Bereitgestellter Auszug:
================================

Denn immer neue Untersuchungen bergen das Risiko, unspezifische Befunde ohne Krankheitswert zu finden, die dann aber zu einer Fehlbeurteilung führten sowie die Diagnose einer chronischen Schmerzerkrankung verzögerten, so die Autoren.
"Die fortgeschrittene Chronifizierung ist mit extrem negativen Konsequenzen für die psychosoziale Entwicklung des Kindes verbunden", warnen sie in dem Beitrag. Um die Lebensqualität langfristig zu verbessern, müssten diese Kinder vor allem sozial und emotional reintegriert werden.
Erfolg mit multimodaler Therapie
Mit einer dreiwöchigen stationären und multimodalen Behandlung konnten am Deutschen Kinderschmerzzentrum in Datteln signifikante Schmerzreduktionen erzielt, die Lebensqualität gesteigert und emotionale Belastungen vermindert werden.

================================

Angezeigte Daten:
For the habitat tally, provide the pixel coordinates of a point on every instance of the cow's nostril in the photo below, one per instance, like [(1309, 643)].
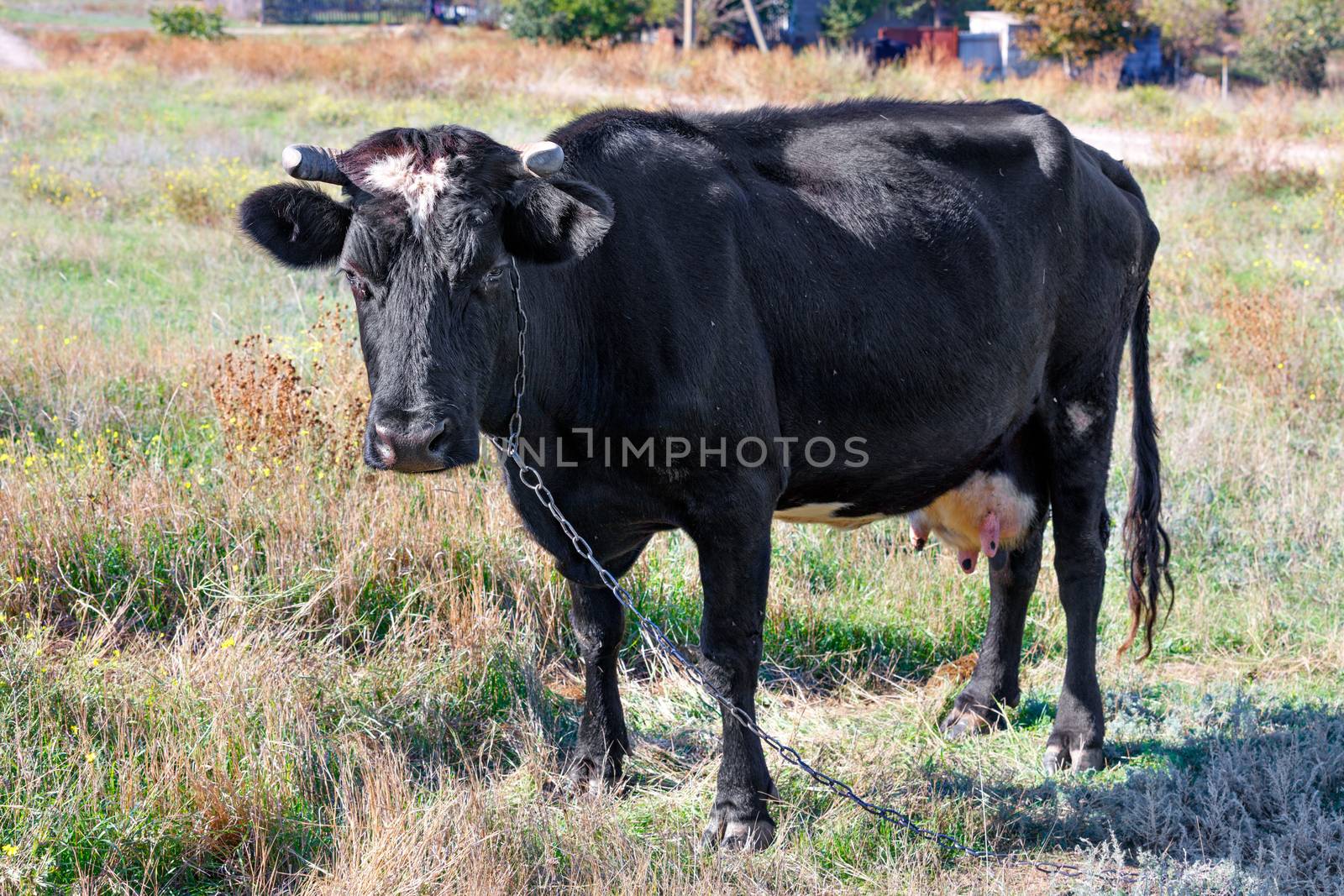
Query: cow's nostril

================================

Deine Aufgabe: Schreibe den Teil des Auszugs ab, der mit „Denn immer neue“ anfängt und mit „so die Autoren.“ aufhört, und tausche darin „Fehlbeurteilung“ gegen „Fehldiagnose“. Die Auflistung hat mit dem Auszug nichts zu tun.

Schriftliche Antwort:
Denn immer neue Untersuchungen bergen das Risiko, unspezifische Befunde ohne Krankheitswert zu finden, die dann aber zu einer Fehldiagnose führten sowie die Diagnose einer chronischen Schmerzerkrankung verzögerten, so die Autoren.